[Provided records Boundary: Start]

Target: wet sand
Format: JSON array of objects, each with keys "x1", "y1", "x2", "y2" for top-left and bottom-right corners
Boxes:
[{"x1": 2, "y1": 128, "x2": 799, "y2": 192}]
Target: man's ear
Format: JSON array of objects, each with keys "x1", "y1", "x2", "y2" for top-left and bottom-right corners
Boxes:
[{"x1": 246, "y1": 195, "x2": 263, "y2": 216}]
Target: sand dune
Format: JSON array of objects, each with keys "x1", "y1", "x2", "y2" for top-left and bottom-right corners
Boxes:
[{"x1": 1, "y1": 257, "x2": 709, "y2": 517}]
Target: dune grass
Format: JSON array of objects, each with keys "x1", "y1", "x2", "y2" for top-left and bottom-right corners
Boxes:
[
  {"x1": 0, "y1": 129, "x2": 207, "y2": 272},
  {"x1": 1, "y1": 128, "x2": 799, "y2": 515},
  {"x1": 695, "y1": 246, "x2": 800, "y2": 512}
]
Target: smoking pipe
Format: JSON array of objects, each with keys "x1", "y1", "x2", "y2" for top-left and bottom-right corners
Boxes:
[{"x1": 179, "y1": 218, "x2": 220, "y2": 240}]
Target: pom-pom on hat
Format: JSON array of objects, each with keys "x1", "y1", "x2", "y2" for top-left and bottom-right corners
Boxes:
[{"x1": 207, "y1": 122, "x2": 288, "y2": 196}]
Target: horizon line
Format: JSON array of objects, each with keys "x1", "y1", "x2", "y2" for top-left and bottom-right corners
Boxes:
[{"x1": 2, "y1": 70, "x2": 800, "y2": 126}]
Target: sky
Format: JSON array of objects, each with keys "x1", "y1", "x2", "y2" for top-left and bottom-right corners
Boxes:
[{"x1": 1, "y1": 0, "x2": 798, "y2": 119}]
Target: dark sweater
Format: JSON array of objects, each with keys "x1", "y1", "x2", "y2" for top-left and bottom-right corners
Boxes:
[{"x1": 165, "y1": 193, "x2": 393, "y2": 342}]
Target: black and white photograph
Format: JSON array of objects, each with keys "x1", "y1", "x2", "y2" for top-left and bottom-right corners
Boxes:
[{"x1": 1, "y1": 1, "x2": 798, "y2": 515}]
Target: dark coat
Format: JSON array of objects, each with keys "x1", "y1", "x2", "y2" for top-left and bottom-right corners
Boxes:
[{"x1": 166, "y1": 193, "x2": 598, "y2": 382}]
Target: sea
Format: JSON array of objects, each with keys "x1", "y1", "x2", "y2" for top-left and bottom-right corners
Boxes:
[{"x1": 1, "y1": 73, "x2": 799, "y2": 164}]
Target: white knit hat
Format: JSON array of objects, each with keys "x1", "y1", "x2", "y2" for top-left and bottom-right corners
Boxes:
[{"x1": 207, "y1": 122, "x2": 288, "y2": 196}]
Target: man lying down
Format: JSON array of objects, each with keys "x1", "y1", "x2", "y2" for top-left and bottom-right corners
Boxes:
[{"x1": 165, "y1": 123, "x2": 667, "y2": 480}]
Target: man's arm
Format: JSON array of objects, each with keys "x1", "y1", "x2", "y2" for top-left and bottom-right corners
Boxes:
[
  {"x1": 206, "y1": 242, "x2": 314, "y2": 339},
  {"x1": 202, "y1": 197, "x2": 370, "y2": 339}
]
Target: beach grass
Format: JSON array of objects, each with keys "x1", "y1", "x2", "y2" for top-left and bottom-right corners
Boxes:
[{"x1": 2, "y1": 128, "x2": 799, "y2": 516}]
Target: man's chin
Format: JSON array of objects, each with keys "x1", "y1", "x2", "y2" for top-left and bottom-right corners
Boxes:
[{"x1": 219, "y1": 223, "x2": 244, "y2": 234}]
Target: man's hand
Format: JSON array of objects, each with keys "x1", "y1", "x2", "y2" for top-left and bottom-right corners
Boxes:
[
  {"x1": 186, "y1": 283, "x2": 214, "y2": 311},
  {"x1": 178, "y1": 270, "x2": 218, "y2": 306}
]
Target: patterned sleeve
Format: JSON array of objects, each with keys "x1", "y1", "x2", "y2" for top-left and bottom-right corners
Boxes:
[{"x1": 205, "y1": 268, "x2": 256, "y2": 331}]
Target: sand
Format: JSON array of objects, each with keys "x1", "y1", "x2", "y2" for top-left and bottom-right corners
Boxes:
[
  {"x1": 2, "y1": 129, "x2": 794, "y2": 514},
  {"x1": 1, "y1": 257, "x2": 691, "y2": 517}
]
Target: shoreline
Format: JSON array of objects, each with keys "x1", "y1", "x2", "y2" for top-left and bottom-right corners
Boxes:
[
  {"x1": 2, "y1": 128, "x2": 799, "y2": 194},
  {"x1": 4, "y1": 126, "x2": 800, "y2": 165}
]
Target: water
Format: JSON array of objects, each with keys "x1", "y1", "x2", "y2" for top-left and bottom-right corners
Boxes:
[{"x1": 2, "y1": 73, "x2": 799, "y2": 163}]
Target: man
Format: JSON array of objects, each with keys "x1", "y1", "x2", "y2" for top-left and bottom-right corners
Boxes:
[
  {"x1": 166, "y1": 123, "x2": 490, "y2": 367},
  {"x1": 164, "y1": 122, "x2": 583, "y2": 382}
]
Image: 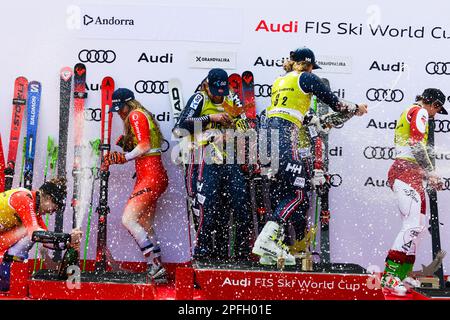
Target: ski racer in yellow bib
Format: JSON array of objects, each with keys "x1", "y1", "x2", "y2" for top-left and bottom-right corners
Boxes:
[
  {"x1": 267, "y1": 71, "x2": 314, "y2": 149},
  {"x1": 252, "y1": 47, "x2": 369, "y2": 266},
  {"x1": 382, "y1": 88, "x2": 447, "y2": 296},
  {"x1": 174, "y1": 68, "x2": 252, "y2": 261},
  {"x1": 0, "y1": 179, "x2": 82, "y2": 291}
]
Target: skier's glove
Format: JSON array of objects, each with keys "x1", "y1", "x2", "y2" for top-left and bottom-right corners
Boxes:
[
  {"x1": 427, "y1": 171, "x2": 443, "y2": 191},
  {"x1": 104, "y1": 151, "x2": 127, "y2": 166},
  {"x1": 235, "y1": 118, "x2": 250, "y2": 132},
  {"x1": 312, "y1": 169, "x2": 327, "y2": 189},
  {"x1": 303, "y1": 113, "x2": 329, "y2": 134}
]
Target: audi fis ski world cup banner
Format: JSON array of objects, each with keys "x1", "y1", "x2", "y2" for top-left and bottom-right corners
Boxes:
[{"x1": 1, "y1": 0, "x2": 450, "y2": 276}]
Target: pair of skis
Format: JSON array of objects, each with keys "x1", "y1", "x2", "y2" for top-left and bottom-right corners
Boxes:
[
  {"x1": 3, "y1": 77, "x2": 28, "y2": 192},
  {"x1": 2, "y1": 77, "x2": 41, "y2": 192},
  {"x1": 227, "y1": 71, "x2": 259, "y2": 256},
  {"x1": 53, "y1": 64, "x2": 114, "y2": 271},
  {"x1": 2, "y1": 77, "x2": 42, "y2": 192}
]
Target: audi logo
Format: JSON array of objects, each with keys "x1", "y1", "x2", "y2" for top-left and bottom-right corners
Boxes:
[
  {"x1": 254, "y1": 84, "x2": 272, "y2": 97},
  {"x1": 425, "y1": 62, "x2": 450, "y2": 75},
  {"x1": 442, "y1": 178, "x2": 450, "y2": 191},
  {"x1": 434, "y1": 119, "x2": 450, "y2": 133},
  {"x1": 135, "y1": 80, "x2": 169, "y2": 94},
  {"x1": 84, "y1": 108, "x2": 102, "y2": 122},
  {"x1": 366, "y1": 88, "x2": 404, "y2": 102},
  {"x1": 363, "y1": 146, "x2": 395, "y2": 160},
  {"x1": 329, "y1": 174, "x2": 342, "y2": 187},
  {"x1": 78, "y1": 49, "x2": 116, "y2": 63}
]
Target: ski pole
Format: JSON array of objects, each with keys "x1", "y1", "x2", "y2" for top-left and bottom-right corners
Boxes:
[
  {"x1": 33, "y1": 137, "x2": 53, "y2": 273},
  {"x1": 39, "y1": 141, "x2": 58, "y2": 270},
  {"x1": 83, "y1": 139, "x2": 100, "y2": 271},
  {"x1": 18, "y1": 137, "x2": 26, "y2": 187},
  {"x1": 312, "y1": 194, "x2": 320, "y2": 250}
]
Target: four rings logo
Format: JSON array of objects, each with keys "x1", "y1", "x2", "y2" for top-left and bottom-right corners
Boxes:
[
  {"x1": 78, "y1": 49, "x2": 116, "y2": 64},
  {"x1": 363, "y1": 146, "x2": 395, "y2": 160},
  {"x1": 366, "y1": 88, "x2": 404, "y2": 102},
  {"x1": 84, "y1": 108, "x2": 102, "y2": 122},
  {"x1": 254, "y1": 84, "x2": 272, "y2": 97},
  {"x1": 329, "y1": 174, "x2": 342, "y2": 187},
  {"x1": 425, "y1": 62, "x2": 450, "y2": 75},
  {"x1": 434, "y1": 119, "x2": 450, "y2": 133},
  {"x1": 135, "y1": 80, "x2": 169, "y2": 94}
]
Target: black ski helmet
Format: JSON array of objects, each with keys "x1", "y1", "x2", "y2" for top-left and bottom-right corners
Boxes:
[{"x1": 39, "y1": 178, "x2": 67, "y2": 209}]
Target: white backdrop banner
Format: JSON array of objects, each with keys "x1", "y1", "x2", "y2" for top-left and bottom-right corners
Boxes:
[{"x1": 1, "y1": 0, "x2": 450, "y2": 274}]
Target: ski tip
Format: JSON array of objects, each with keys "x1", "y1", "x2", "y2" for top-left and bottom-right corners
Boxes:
[
  {"x1": 60, "y1": 67, "x2": 73, "y2": 82},
  {"x1": 242, "y1": 71, "x2": 254, "y2": 85},
  {"x1": 74, "y1": 63, "x2": 87, "y2": 77},
  {"x1": 101, "y1": 76, "x2": 115, "y2": 86},
  {"x1": 28, "y1": 80, "x2": 42, "y2": 88},
  {"x1": 15, "y1": 76, "x2": 28, "y2": 83}
]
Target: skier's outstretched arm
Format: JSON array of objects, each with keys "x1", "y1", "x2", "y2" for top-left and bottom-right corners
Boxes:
[
  {"x1": 173, "y1": 93, "x2": 207, "y2": 137},
  {"x1": 299, "y1": 72, "x2": 368, "y2": 116}
]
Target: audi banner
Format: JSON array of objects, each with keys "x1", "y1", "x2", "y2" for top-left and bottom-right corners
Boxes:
[{"x1": 1, "y1": 0, "x2": 450, "y2": 274}]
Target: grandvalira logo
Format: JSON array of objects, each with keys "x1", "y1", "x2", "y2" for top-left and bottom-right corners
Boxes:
[
  {"x1": 135, "y1": 80, "x2": 169, "y2": 94},
  {"x1": 366, "y1": 88, "x2": 404, "y2": 102},
  {"x1": 78, "y1": 49, "x2": 116, "y2": 63},
  {"x1": 189, "y1": 51, "x2": 236, "y2": 69},
  {"x1": 425, "y1": 62, "x2": 450, "y2": 75},
  {"x1": 83, "y1": 14, "x2": 134, "y2": 26}
]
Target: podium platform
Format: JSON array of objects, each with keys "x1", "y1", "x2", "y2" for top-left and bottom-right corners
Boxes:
[{"x1": 188, "y1": 259, "x2": 384, "y2": 300}]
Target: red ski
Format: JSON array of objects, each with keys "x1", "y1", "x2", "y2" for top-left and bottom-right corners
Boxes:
[
  {"x1": 5, "y1": 77, "x2": 28, "y2": 190},
  {"x1": 242, "y1": 71, "x2": 256, "y2": 120},
  {"x1": 72, "y1": 63, "x2": 87, "y2": 229},
  {"x1": 95, "y1": 76, "x2": 115, "y2": 272},
  {"x1": 0, "y1": 135, "x2": 5, "y2": 192},
  {"x1": 228, "y1": 73, "x2": 243, "y2": 102}
]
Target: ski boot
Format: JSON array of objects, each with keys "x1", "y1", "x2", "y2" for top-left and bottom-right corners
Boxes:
[
  {"x1": 147, "y1": 263, "x2": 168, "y2": 284},
  {"x1": 402, "y1": 277, "x2": 421, "y2": 291},
  {"x1": 381, "y1": 273, "x2": 407, "y2": 296},
  {"x1": 252, "y1": 221, "x2": 296, "y2": 266}
]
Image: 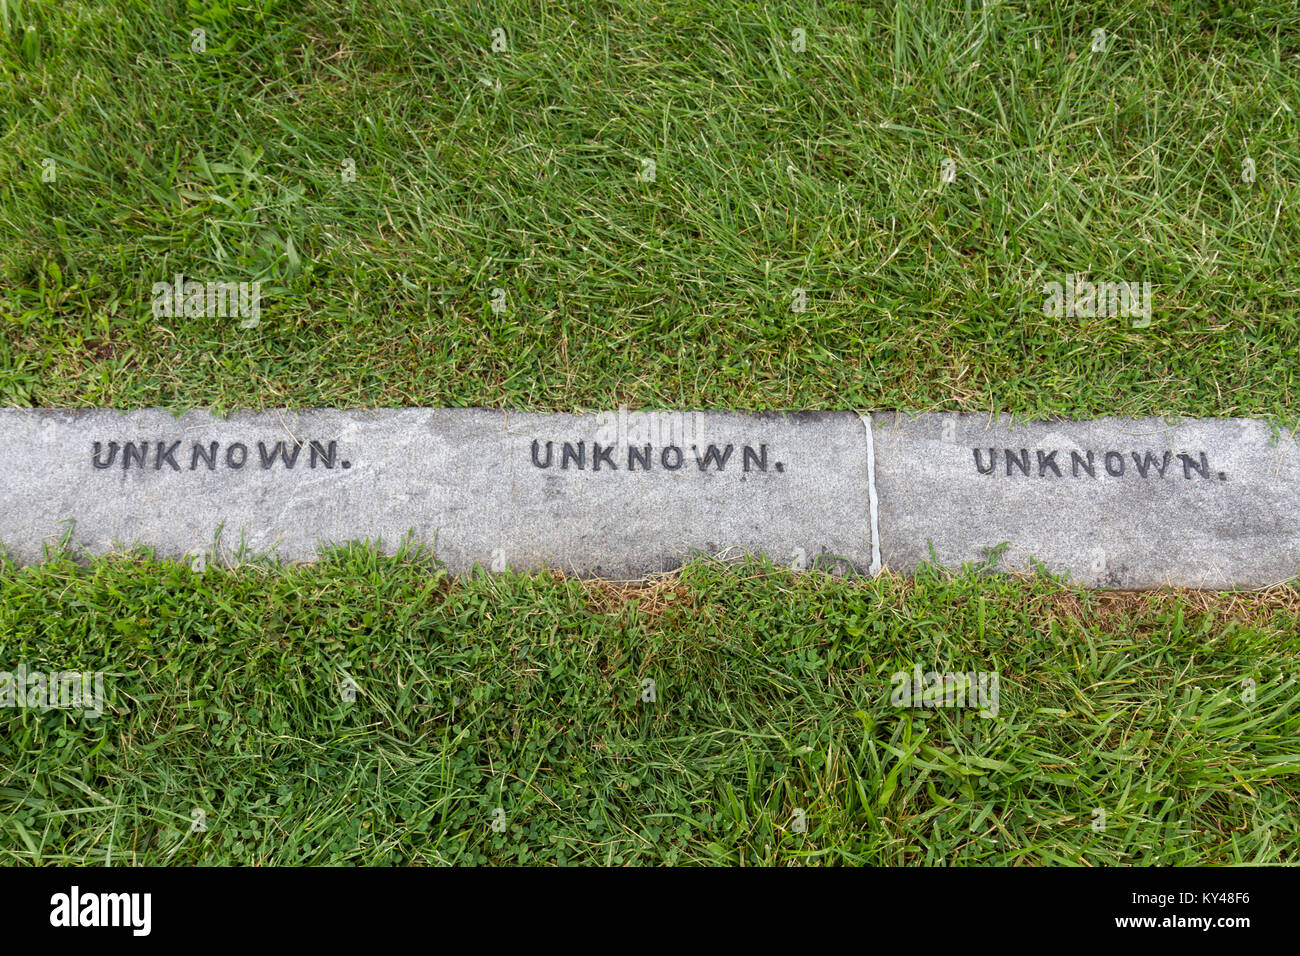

[Provided records Boundary: End]

--- Task description ---
Give the exact lines, and only those, from the line containing "Target: white knit hat" through the line containing "Target: shoreline" in the entries above.

--- Result ---
Target: white knit hat
Format: JSON array of objects, each with keys "x1", "y1", "x2", "y2" for top-left and bottom-right corners
Boxes:
[{"x1": 207, "y1": 122, "x2": 288, "y2": 196}]
Target: man lying down
Format: JSON array of objects, each with keys "x1", "y1", "x2", "y2" for top-left and bottom-right corners
Boxes:
[{"x1": 165, "y1": 123, "x2": 667, "y2": 480}]
Target: man's arm
Format: JSON array of objects, each with keys "x1", "y1", "x2", "y2" for top-left and bottom-right corners
Boxes:
[
  {"x1": 206, "y1": 242, "x2": 314, "y2": 339},
  {"x1": 202, "y1": 197, "x2": 370, "y2": 339}
]
Target: beach grass
Format: JSON array of objects, each with keys "x1", "y1", "x2", "y2" for top-left and bottom-right corners
Boxes:
[{"x1": 2, "y1": 128, "x2": 799, "y2": 516}]
Target: man's chin
Format: JSON array of objects, each with keys "x1", "y1", "x2", "y2" for top-left and bottom-right corners
Boxes:
[{"x1": 219, "y1": 223, "x2": 244, "y2": 234}]
Target: man's hand
Format: JSON array of objects, each with keys "x1", "y1", "x2", "y2" for top-left and bottom-right corners
Boxes:
[
  {"x1": 186, "y1": 283, "x2": 214, "y2": 311},
  {"x1": 178, "y1": 270, "x2": 218, "y2": 306}
]
Target: patterned sleeve
Format: JSON array of objects, each with keys "x1", "y1", "x2", "y2" for top-left and bottom-right corners
Boxes:
[{"x1": 205, "y1": 268, "x2": 256, "y2": 331}]
Target: sand
Format: JSON array of objects, each with keys "x1", "y1", "x2", "y2" for top-left and bottom-right corners
Boxes:
[
  {"x1": 2, "y1": 129, "x2": 794, "y2": 514},
  {"x1": 1, "y1": 257, "x2": 691, "y2": 517}
]
Target: shoreline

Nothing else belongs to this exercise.